**SELECTED TEXT:**
____________
# Where are the timing marks?



## Tickwomp (May 27, 2003)

got an SR20DE and i was going to advance the timing this morning, thing is i dont know where the marks are. i have a timing light and stuff, and ive looked at the write-up of how to change it and all that...just need to know how to check timing


----------



## LaRon (Aug 22, 2002)

Can't help ya here man. I got the GA16 and went to advance my timing also but failed to find the marks. They're not where they're susposed to be on my engine.... so I just took it to a shop and told them to set it to 15* and about a half hour later and $20 out of my pocket, my timing was advanced and I didn't have to worry with it and I knew it was done right .


----------



## go4broke44 (Jan 14, 2003)

they are on the cam pulley, its way down in there, just hook up the light, and shine in on all the pulleys until you see the one with the marks on it (gotta do it while the car is running)


----------



## pearsont74 (Oct 1, 2002)

I like LaRom's suggestion...you can't even buy a timing gun for less then $20. I'm going to run by my local shop and see if they will do mine. Is 15 high enough?


----------



## zeno (Sep 17, 2002)

The mark is on the crank pulley.

15 on the ga16, 17 on the sr20. People run higher but you have to be careful and closely monitor your engine.


----------



## Tickwomp (May 27, 2003)

ok, how do you know how far to turn the distributor? i mean do u look at the cam pulley while ur moving it (towards the rear of car)? ive never done nEthing like this, so i wanna know how it'll look on the pulley while im twisting distributor. i saw one site with pics of how to do just about everything...just makin sure


----------



## Katana200sx (May 13, 2002)

its the crank pulley like zeno said. you turn the distributor until the timing is set at where you want. the timing marks go as follows(on the ga16..not sure about the sr) -5,0,5,10,15,20. those are in degrees. the lower marks are towards the front of the car and the higher are towards the rear. good luck. oh and you know you need a timing light right?
____________
**INFORMATION PROVIDED:**
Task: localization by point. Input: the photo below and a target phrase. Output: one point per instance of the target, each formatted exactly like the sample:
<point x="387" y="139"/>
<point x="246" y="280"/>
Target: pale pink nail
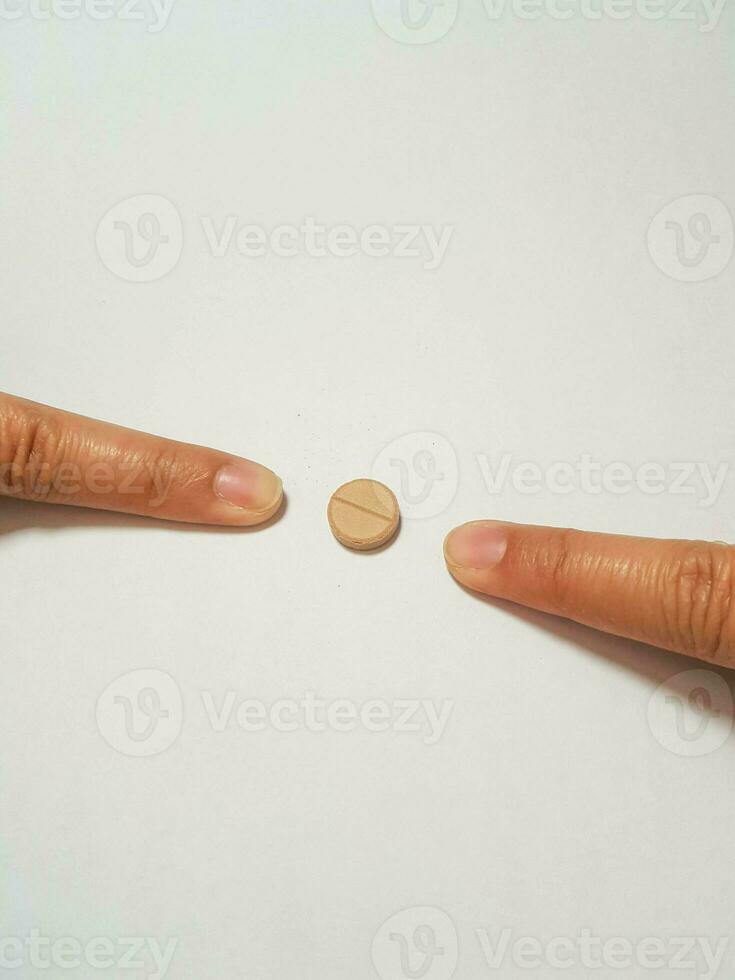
<point x="248" y="485"/>
<point x="476" y="545"/>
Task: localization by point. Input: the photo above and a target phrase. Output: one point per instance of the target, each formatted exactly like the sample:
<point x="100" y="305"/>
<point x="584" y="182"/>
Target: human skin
<point x="673" y="594"/>
<point x="60" y="458"/>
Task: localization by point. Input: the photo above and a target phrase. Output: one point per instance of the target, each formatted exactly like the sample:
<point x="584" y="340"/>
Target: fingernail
<point x="248" y="485"/>
<point x="479" y="545"/>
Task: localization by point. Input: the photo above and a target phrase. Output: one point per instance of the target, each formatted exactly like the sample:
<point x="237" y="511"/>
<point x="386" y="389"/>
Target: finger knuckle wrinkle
<point x="698" y="599"/>
<point x="559" y="562"/>
<point x="31" y="447"/>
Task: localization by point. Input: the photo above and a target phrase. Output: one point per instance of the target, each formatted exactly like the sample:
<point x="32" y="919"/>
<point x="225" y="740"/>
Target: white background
<point x="550" y="804"/>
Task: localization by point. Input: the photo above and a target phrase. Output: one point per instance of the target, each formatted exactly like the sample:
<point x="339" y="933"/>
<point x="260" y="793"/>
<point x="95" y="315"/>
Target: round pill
<point x="363" y="514"/>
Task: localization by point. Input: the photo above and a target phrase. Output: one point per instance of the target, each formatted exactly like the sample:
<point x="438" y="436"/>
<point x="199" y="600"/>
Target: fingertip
<point x="250" y="494"/>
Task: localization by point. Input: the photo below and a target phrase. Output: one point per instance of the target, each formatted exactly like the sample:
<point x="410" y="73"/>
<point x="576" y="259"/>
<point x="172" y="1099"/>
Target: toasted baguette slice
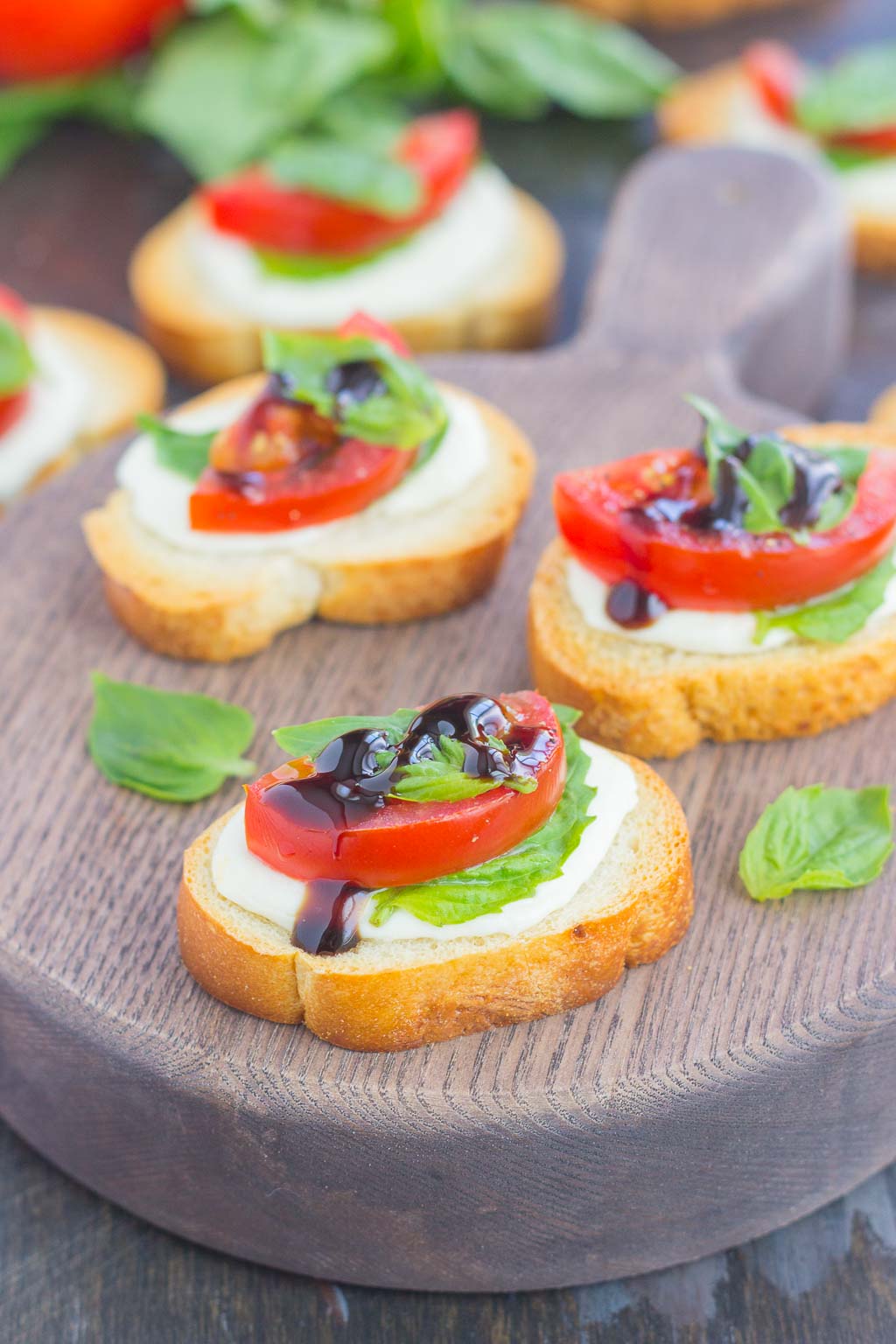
<point x="677" y="14"/>
<point x="218" y="608"/>
<point x="396" y="996"/>
<point x="207" y="343"/>
<point x="700" y="109"/>
<point x="659" y="702"/>
<point x="124" y="376"/>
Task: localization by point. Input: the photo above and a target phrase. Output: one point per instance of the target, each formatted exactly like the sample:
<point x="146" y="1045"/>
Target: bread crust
<point x="657" y="702"/>
<point x="699" y="110"/>
<point x="207" y="343"/>
<point x="218" y="609"/>
<point x="679" y="14"/>
<point x="250" y="964"/>
<point x="125" y="376"/>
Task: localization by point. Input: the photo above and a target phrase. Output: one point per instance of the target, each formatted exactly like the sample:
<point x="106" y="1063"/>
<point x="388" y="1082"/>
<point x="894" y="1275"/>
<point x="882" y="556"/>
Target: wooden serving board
<point x="731" y="1088"/>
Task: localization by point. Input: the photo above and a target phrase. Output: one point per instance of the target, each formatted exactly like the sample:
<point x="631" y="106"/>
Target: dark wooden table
<point x="78" y="1270"/>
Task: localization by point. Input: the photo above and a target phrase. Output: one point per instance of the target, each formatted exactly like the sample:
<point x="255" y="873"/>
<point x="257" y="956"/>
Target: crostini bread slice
<point x="659" y="702"/>
<point x="223" y="606"/>
<point x="121" y="371"/>
<point x="206" y="341"/>
<point x="677" y="14"/>
<point x="700" y="109"/>
<point x="404" y="993"/>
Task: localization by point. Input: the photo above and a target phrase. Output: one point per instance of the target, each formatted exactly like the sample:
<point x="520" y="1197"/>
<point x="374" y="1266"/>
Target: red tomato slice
<point x="346" y="480"/>
<point x="441" y="148"/>
<point x="777" y="75"/>
<point x="715" y="570"/>
<point x="403" y="843"/>
<point x="15" y="311"/>
<point x="43" y="38"/>
<point x="361" y="324"/>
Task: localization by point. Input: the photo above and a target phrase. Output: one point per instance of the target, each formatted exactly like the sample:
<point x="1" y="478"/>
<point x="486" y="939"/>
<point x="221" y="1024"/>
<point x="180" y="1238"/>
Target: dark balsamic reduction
<point x="630" y="604"/>
<point x="355" y="773"/>
<point x="326" y="922"/>
<point x="633" y="606"/>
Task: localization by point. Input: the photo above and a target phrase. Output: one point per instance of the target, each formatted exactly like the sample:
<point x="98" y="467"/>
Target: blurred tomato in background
<point x="43" y="38"/>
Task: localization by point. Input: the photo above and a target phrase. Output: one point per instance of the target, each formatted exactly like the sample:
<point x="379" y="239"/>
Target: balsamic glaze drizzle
<point x="355" y="773"/>
<point x="817" y="478"/>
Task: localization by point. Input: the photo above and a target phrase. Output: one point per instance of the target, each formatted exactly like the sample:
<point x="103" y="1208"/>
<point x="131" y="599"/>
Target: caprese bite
<point x="422" y="231"/>
<point x="843" y="116"/>
<point x="346" y="484"/>
<point x="54" y="399"/>
<point x="754" y="573"/>
<point x="434" y="872"/>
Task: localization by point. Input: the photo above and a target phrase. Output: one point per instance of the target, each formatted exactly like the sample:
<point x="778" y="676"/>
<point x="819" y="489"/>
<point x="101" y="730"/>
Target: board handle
<point x="739" y="255"/>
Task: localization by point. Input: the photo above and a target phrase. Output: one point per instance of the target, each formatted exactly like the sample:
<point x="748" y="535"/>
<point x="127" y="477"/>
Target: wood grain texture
<point x="514" y="1158"/>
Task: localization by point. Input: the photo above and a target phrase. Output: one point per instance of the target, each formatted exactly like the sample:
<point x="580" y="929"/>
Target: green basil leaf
<point x="858" y="93"/>
<point x="167" y="745"/>
<point x="178" y="449"/>
<point x="720" y="437"/>
<point x="589" y="67"/>
<point x="835" y="619"/>
<point x="441" y="779"/>
<point x="298" y="266"/>
<point x="346" y="172"/>
<point x="309" y="739"/>
<point x="817" y="839"/>
<point x="220" y="93"/>
<point x="767" y="480"/>
<point x="17" y="363"/>
<point x="494" y="885"/>
<point x="407" y="414"/>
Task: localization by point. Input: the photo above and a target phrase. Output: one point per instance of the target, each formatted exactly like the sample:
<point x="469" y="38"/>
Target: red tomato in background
<point x="441" y="148"/>
<point x="45" y="38"/>
<point x="717" y="570"/>
<point x="403" y="843"/>
<point x="14" y="310"/>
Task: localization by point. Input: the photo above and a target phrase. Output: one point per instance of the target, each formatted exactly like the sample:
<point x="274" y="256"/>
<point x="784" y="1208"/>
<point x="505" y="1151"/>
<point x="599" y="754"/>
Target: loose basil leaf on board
<point x="858" y="93"/>
<point x="346" y="172"/>
<point x="220" y="93"/>
<point x="514" y="875"/>
<point x="835" y="619"/>
<point x="17" y="365"/>
<point x="178" y="449"/>
<point x="164" y="744"/>
<point x="29" y="110"/>
<point x="409" y="413"/>
<point x="817" y="839"/>
<point x="309" y="739"/>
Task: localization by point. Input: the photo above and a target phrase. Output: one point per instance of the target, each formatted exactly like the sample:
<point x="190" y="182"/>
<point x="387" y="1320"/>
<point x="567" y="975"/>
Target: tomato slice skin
<point x="441" y="147"/>
<point x="403" y="843"/>
<point x="43" y="38"/>
<point x="15" y="310"/>
<point x="777" y="74"/>
<point x="728" y="570"/>
<point x="351" y="478"/>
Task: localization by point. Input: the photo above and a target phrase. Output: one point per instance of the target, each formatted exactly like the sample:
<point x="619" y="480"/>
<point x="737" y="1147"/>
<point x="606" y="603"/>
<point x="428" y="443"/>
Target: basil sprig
<point x="178" y="449"/>
<point x="835" y="619"/>
<point x="767" y="474"/>
<point x="406" y="414"/>
<point x="17" y="363"/>
<point x="858" y="93"/>
<point x="164" y="744"/>
<point x="352" y="173"/>
<point x="514" y="875"/>
<point x="817" y="839"/>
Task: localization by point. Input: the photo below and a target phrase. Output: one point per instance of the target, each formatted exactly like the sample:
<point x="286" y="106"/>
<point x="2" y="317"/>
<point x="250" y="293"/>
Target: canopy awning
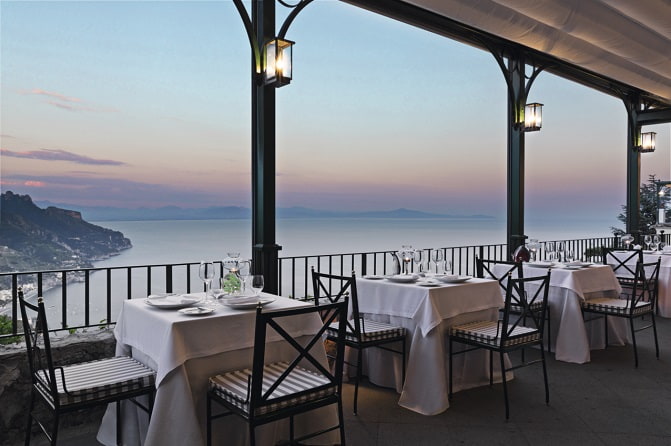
<point x="607" y="44"/>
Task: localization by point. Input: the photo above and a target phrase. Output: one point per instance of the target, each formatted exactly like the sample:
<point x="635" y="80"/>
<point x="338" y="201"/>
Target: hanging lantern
<point x="647" y="142"/>
<point x="277" y="58"/>
<point x="533" y="117"/>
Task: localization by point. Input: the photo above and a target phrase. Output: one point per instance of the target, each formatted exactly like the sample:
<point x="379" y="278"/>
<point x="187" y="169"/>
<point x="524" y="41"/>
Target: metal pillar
<point x="514" y="72"/>
<point x="264" y="247"/>
<point x="633" y="168"/>
<point x="515" y="196"/>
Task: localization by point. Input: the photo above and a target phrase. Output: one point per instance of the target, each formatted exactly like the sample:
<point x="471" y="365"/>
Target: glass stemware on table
<point x="206" y="274"/>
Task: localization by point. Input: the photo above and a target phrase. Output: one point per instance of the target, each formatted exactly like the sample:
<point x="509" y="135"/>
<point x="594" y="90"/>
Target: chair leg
<point x="252" y="435"/>
<point x="449" y="393"/>
<point x="491" y="368"/>
<point x="29" y="424"/>
<point x="209" y="420"/>
<point x="119" y="436"/>
<point x="341" y="423"/>
<point x="633" y="341"/>
<point x="545" y="376"/>
<point x="359" y="361"/>
<point x="654" y="330"/>
<point x="505" y="385"/>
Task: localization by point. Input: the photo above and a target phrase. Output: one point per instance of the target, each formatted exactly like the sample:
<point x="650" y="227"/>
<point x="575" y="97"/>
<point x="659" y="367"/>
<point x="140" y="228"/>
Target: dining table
<point x="427" y="311"/>
<point x="185" y="348"/>
<point x="664" y="280"/>
<point x="572" y="337"/>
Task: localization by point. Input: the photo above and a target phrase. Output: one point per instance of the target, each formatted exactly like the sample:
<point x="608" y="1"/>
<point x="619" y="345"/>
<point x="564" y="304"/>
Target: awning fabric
<point x="625" y="40"/>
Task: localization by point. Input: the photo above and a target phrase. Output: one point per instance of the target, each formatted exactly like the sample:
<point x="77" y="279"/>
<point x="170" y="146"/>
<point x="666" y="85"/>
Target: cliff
<point x="32" y="238"/>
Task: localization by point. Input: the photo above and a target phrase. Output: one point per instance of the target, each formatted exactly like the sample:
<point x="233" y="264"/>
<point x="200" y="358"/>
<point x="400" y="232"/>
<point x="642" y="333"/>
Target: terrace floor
<point x="605" y="402"/>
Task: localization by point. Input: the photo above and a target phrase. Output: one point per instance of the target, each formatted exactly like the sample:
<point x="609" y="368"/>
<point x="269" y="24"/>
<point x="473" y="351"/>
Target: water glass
<point x="256" y="283"/>
<point x="569" y="256"/>
<point x="437" y="257"/>
<point x="206" y="274"/>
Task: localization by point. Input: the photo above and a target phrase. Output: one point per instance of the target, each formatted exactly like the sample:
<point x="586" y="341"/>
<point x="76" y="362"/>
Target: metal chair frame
<point x="483" y="267"/>
<point x="355" y="325"/>
<point x="257" y="398"/>
<point x="505" y="329"/>
<point x="642" y="289"/>
<point x="43" y="377"/>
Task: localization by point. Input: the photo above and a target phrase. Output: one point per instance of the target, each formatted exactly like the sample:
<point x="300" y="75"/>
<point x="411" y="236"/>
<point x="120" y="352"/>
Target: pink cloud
<point x="60" y="155"/>
<point x="58" y="96"/>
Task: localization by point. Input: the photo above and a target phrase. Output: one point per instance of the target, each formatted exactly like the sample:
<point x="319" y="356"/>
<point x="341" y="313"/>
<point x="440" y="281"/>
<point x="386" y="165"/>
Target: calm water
<point x="160" y="242"/>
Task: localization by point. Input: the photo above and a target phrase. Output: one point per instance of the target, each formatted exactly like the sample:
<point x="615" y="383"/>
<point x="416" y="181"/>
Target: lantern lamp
<point x="647" y="142"/>
<point x="533" y="117"/>
<point x="277" y="58"/>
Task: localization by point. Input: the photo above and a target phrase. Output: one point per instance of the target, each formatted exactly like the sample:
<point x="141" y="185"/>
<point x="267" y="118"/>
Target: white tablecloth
<point x="664" y="296"/>
<point x="573" y="338"/>
<point x="427" y="314"/>
<point x="185" y="351"/>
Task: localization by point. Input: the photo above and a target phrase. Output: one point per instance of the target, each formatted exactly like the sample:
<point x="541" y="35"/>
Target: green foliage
<point x="648" y="218"/>
<point x="6" y="328"/>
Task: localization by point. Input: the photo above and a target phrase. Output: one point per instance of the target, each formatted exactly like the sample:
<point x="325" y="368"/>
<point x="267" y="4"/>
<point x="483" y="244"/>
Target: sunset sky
<point x="136" y="104"/>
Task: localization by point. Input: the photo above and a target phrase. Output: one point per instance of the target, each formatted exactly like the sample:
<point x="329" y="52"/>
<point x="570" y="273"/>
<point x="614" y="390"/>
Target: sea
<point x="181" y="241"/>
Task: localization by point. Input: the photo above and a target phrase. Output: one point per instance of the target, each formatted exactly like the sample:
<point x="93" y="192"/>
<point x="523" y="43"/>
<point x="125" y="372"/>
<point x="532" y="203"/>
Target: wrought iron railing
<point x="92" y="297"/>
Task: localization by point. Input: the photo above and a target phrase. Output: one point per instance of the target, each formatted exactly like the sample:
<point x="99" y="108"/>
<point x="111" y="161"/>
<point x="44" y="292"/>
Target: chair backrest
<point x="262" y="387"/>
<point x="645" y="287"/>
<point x="520" y="309"/>
<point x="36" y="334"/>
<point x="498" y="270"/>
<point x="622" y="262"/>
<point x="336" y="288"/>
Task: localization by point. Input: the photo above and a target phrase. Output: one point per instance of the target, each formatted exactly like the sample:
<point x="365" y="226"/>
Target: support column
<point x="633" y="169"/>
<point x="515" y="195"/>
<point x="264" y="247"/>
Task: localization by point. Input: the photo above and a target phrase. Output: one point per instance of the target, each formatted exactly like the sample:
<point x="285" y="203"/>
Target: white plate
<point x="428" y="284"/>
<point x="402" y="278"/>
<point x="196" y="311"/>
<point x="172" y="301"/>
<point x="458" y="279"/>
<point x="243" y="303"/>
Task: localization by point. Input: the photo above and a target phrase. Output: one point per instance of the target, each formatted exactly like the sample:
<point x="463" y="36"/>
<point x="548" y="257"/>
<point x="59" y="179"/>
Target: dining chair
<point x="67" y="388"/>
<point x="272" y="391"/>
<point x="485" y="268"/>
<point x="510" y="333"/>
<point x="360" y="333"/>
<point x="635" y="302"/>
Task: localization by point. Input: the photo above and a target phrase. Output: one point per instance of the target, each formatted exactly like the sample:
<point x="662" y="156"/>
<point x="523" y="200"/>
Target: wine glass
<point x="256" y="282"/>
<point x="417" y="258"/>
<point x="550" y="250"/>
<point x="533" y="248"/>
<point x="206" y="274"/>
<point x="560" y="250"/>
<point x="437" y="257"/>
<point x="656" y="241"/>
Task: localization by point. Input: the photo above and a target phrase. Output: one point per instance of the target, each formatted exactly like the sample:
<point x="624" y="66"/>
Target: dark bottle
<point x="521" y="254"/>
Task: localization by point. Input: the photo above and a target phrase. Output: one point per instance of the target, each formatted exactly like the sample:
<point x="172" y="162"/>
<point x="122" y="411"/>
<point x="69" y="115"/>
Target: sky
<point x="147" y="104"/>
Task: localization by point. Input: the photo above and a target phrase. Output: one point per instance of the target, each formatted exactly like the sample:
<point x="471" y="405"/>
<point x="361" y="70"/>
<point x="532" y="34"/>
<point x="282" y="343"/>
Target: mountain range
<point x="103" y="213"/>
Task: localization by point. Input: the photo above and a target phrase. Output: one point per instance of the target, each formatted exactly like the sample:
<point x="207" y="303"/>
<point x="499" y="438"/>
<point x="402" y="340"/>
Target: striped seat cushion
<point x="233" y="387"/>
<point x="485" y="332"/>
<point x="616" y="306"/>
<point x="535" y="307"/>
<point x="94" y="380"/>
<point x="371" y="331"/>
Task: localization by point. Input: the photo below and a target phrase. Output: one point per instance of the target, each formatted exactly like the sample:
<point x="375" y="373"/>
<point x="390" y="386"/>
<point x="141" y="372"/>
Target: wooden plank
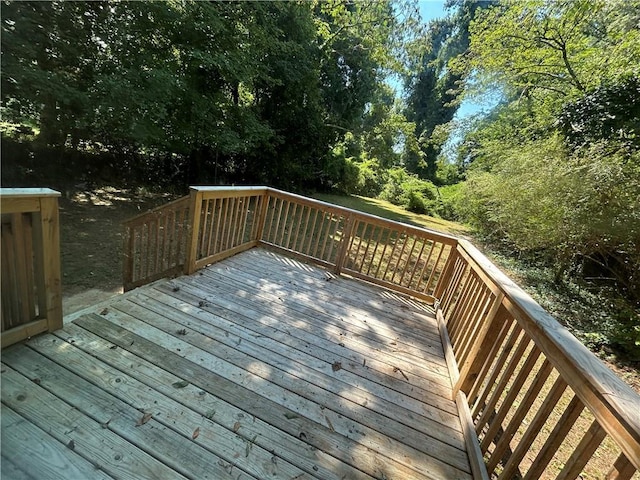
____________
**STATED GOAL:**
Please pull out the stretch of the timing marks thread from "I like LaRom's" through "the crank pulley.", copied word for word.

**ANSWER:**
I like LaRom's suggestion...you can't even buy a timing gun for less then $20. I'm going to run by my local shop and see if they will do mine. Is 15 high enough?


----------



## zeno (Sep 17, 2002)

The mark is on the crank pulley.